# Recorded information
● ● ● ●
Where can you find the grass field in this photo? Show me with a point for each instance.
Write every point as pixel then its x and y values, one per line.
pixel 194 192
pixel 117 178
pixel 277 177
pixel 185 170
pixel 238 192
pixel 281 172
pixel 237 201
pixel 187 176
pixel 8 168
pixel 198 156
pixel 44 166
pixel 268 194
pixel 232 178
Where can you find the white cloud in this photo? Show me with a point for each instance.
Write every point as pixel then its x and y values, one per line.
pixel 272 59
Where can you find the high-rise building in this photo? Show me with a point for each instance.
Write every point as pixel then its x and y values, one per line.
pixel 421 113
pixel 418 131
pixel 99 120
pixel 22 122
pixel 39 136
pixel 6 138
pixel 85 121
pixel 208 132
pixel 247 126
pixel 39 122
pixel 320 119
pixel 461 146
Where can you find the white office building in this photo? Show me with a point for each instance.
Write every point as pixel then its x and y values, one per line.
● ● ● ●
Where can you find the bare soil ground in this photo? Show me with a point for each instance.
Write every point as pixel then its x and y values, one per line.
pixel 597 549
● ● ● ●
# To do
Substitute "green lawn" for "grass field" in the stretch of rows from the line containing "Where can you find the grass" through the line containing "pixel 268 194", and reproduce only those lines with everything else unchanged.

# Response
Where can you find the green lawn in this photo? Show me with a point for each instance.
Write every point as pixel then its x and y values, one per line.
pixel 194 192
pixel 117 178
pixel 277 177
pixel 185 170
pixel 238 192
pixel 281 172
pixel 237 201
pixel 187 176
pixel 8 168
pixel 198 156
pixel 44 166
pixel 268 194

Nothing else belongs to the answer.